Write out the data again exactly, skipping every picture.

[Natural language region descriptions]
════
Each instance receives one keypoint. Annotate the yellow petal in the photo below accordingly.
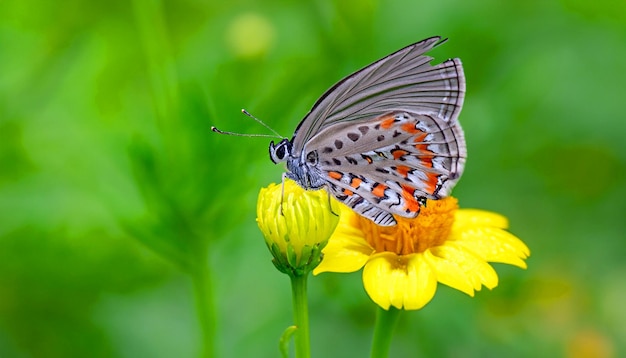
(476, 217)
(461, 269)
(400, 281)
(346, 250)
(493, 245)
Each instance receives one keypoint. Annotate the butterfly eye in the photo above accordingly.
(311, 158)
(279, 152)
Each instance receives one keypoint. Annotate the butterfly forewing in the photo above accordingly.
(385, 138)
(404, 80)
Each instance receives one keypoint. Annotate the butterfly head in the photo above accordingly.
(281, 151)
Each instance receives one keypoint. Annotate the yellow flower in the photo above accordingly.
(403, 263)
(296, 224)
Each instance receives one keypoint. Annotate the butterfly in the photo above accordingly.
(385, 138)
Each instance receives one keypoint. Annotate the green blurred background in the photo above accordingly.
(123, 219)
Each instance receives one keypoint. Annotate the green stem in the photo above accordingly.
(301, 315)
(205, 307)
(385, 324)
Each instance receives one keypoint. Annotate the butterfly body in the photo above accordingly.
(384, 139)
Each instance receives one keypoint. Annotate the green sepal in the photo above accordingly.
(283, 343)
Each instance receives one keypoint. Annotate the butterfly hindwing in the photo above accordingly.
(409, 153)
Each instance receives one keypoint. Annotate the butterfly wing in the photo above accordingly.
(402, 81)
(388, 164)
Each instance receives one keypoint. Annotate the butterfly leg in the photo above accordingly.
════
## [Answer section]
Each instance receives one keypoint. Annotate the yellow petal in the photo below accordingly.
(476, 217)
(461, 269)
(400, 281)
(346, 250)
(493, 245)
Each instance receives one keypoint. Annotate the butterfly eye in the photo above accordingly.
(311, 158)
(279, 152)
Each instance receives one keypoint. Annotate the butterfly forewing in the photo above accordingly.
(385, 138)
(404, 80)
Each instance receives one keypoint. Annotate the butterfly head in the photo above accordingly.
(281, 151)
Each instance receives one keypoint. Annotate the yellow flower in the photo above accordingly.
(403, 263)
(296, 224)
Each instance receives one keypoint. Annotate the butterfly in the photo above accordingly.
(385, 138)
Each instance receives one keypoint. Annotate the green blurred background in the photo above accordingly.
(123, 219)
Each instance receives one keypoint. Annotate the green stem in the photo above accordingly.
(301, 315)
(205, 307)
(385, 324)
Each instance receives one keypoint. Annotate the butterfly body in the photo above accordingly.
(384, 139)
Each instance receives one keypoint. Annotate the green sepal in the photo above accordingly.
(283, 343)
Each instance receives one keypoint. Annotate the butterfly hindwing in the photo above accordingly.
(409, 153)
Each instance receives one keypoint. Annotate the butterfly wing in the photo above accordingly.
(402, 81)
(388, 164)
Each instance receives one keypoint. Annotate the butterfly leg in the photo above accordingly.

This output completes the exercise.